→ Task statement
Copy every record below, exactly as written.

→ Data excerpts
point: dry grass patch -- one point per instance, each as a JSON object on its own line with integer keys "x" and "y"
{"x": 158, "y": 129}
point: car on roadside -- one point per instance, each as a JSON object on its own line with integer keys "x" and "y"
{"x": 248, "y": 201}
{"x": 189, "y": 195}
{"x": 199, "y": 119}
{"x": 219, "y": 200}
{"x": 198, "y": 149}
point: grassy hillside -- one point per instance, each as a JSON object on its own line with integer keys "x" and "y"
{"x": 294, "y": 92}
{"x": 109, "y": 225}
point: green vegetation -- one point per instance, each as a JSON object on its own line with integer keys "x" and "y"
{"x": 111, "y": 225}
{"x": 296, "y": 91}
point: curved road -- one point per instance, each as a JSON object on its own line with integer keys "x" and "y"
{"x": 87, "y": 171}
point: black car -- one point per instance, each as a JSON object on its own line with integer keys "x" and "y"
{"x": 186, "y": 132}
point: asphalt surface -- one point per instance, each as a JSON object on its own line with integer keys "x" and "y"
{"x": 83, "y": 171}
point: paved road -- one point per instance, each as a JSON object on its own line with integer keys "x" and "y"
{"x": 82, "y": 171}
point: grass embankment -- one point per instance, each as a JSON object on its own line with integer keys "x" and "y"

→ Task result
point: dry grass patch -- one point per instance, each as a JSON object on its own line with integer keys "x" and "y"
{"x": 158, "y": 129}
point: car on roadside -- one point per instance, each as a JSON object on its own line with integer keys "x" and "y"
{"x": 248, "y": 201}
{"x": 189, "y": 195}
{"x": 199, "y": 119}
{"x": 219, "y": 200}
{"x": 198, "y": 149}
point: grassy hillside -- one point per instance, each as a JSON object on its own line with integer keys "x" and "y"
{"x": 294, "y": 92}
{"x": 109, "y": 225}
point: green vegetation -- one point per instance, each as a JSON object on its own line with integer keys "x" and "y"
{"x": 111, "y": 225}
{"x": 296, "y": 91}
point: curved road -- one point per instance, each as a JSON object on its own line with integer keys "x" and "y"
{"x": 87, "y": 171}
point: black car -- one point per instance, each as a JSON object on its own line with integer keys "x" and "y"
{"x": 186, "y": 132}
point: asphalt surface -- one point per instance, each as a JSON object on its own line with integer keys "x" and "y"
{"x": 83, "y": 171}
point: paved road -- one point per instance, each as a JSON object on its own line with integer keys "x" and "y"
{"x": 82, "y": 171}
point: grass embankment -- one point per instance, each as a JSON object on its own line with integer keys "x" and "y"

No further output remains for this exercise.